* [Passage shown]:
OLYMPIA -- Minors and the mentally disabled will have better protection against sexual slavery under two bills sponsored by state Sen. Jerome Delvin, R-Richland.
Delvin and eight other senators Monday introduced 12 bills related to human-trafficking.
The bipartisan group used many terms to describe human traffickers: Pimps. Slavers. Lowlifes. Stealers of innocence. Delvin's bills deal mostly with forced prostitution.
Senate Bill 6251 will make it a crime to commercially advertise the services of a minor in a way that depicts or would lead to sexual abuse. Delvin said this bill would hold advertisers responsible for confirming the legal age of the subjects of their advertisements to prevent minors from advertising as adults.
Senate Bill 6254 applies to laws that determine the difference between prostitution and human trafficking related to the mentally disabled. If a person is charged with prostitution, they must prove they were forced or coerced to be considered a victim of human trafficking.
This bill would not require proof of force or coercion in the case of the mentally disabled, Delvin said, because they are more vulnerable.
Sen. Jeanne Kohl-Welles, D-Seattle, who led Monday's news conference, thanked Delvin for working with her on this issue since 1995. Ten years ago, Washington passed its first anti-human trafficking law, which created the Task Force Against Trafficking of Persons.
The human trafficking industry makes a profit of $32 billion a year, according to a 2010 National Human Trafficking Resource Center report. Sen. Karen Fraser, D-Olympia, said human trafficking involves as much money as drug or gun trafficking.
Sen. Adam Kline, D-Seattle, introduced a bill that would hold pimps liable in civil court for damages to minors. Fines could reach $250,000, he said.
Sen. Karen Keiser, D-Kent, introduced a bill to regulate the reflexology -- or foot massage -- industry.
These foot-massage centers can be fronts for human trafficking, Keiser said, and can access health care dollars by pretending to offer legitimate health therapy. Her bill would require foot-massagers to undergo the same licensing and inspection procedures as other massage therapies.
Washington has led the nation in anti-human trafficking law, Kohl-Welles said, but even today, most lawmakers and community members do not pay enough attention to the issue.
"We recognize that we've come a long way," she said, "but we still have a long way to go."

* [Dataset]:

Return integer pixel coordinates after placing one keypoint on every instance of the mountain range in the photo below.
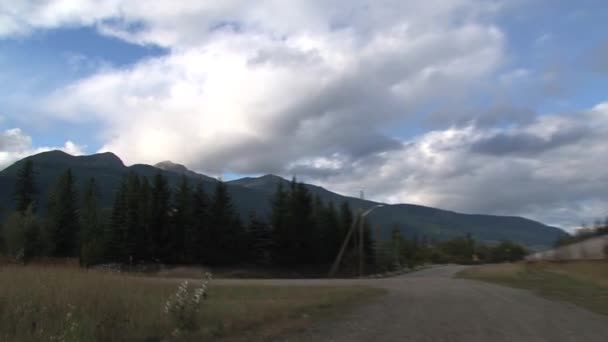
(255, 194)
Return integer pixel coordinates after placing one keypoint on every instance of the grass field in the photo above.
(66, 304)
(582, 283)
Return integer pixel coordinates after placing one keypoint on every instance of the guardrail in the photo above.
(591, 249)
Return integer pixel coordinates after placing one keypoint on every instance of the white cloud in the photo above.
(283, 83)
(15, 145)
(563, 183)
(312, 87)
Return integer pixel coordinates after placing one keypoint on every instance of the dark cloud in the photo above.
(524, 143)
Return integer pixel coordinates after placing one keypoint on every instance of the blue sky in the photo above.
(399, 89)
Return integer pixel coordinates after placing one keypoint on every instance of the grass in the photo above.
(65, 304)
(582, 283)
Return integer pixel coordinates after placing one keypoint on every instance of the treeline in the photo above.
(399, 251)
(152, 223)
(583, 233)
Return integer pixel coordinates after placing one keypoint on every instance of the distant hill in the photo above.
(255, 194)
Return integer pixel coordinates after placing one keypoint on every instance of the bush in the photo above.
(183, 307)
(23, 236)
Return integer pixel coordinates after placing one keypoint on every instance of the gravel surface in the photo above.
(431, 306)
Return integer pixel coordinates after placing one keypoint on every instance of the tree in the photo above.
(226, 237)
(260, 240)
(92, 236)
(160, 217)
(183, 224)
(63, 218)
(198, 242)
(302, 237)
(280, 229)
(23, 237)
(25, 188)
(331, 234)
(115, 235)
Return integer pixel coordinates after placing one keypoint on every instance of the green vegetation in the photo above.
(400, 251)
(583, 233)
(582, 283)
(254, 195)
(152, 223)
(51, 303)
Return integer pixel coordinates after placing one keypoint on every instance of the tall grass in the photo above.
(63, 304)
(584, 283)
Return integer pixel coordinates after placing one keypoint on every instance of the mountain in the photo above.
(254, 195)
(182, 170)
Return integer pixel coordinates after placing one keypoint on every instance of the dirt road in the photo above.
(431, 306)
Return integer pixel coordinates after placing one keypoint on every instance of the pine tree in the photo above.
(183, 224)
(280, 229)
(346, 221)
(92, 237)
(331, 237)
(159, 224)
(303, 235)
(115, 249)
(63, 218)
(133, 233)
(199, 241)
(260, 240)
(25, 188)
(226, 238)
(145, 219)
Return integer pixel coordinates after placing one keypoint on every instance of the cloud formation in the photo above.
(547, 170)
(341, 93)
(15, 145)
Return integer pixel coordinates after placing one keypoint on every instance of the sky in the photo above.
(496, 106)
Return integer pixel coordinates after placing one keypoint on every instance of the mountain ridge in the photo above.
(254, 194)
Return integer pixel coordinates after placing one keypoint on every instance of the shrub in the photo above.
(183, 307)
(23, 236)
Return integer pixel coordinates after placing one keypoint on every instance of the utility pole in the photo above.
(361, 249)
(358, 220)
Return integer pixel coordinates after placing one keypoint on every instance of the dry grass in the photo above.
(42, 303)
(584, 283)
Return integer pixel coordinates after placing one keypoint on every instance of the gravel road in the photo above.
(431, 306)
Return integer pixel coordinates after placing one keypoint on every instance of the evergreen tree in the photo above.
(183, 224)
(25, 188)
(226, 238)
(260, 238)
(331, 235)
(346, 220)
(159, 223)
(279, 227)
(303, 231)
(199, 241)
(63, 219)
(134, 235)
(23, 236)
(145, 220)
(92, 236)
(115, 237)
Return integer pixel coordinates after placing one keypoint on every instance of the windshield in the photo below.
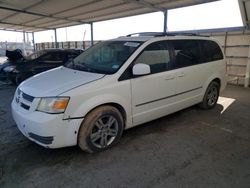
(36, 55)
(105, 57)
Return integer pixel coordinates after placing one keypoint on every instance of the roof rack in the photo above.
(160, 34)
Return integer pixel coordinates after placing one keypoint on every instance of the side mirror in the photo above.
(141, 69)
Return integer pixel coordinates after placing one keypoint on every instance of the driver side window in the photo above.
(156, 55)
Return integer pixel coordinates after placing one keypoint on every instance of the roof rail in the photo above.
(160, 34)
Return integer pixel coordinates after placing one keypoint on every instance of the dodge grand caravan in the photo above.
(116, 85)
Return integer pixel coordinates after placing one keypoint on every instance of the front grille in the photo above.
(24, 100)
(28, 97)
(26, 107)
(42, 139)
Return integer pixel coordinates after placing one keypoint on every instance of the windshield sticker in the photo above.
(132, 44)
(115, 66)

* [About this exercise]: According to the article on the Washington human-trafficking bills, what yearly profit does the 2010 National Human Trafficking Resource Center report give for the industry? The rows come from a source unrelated to the article.

* [Solution below]: $32 billion a year.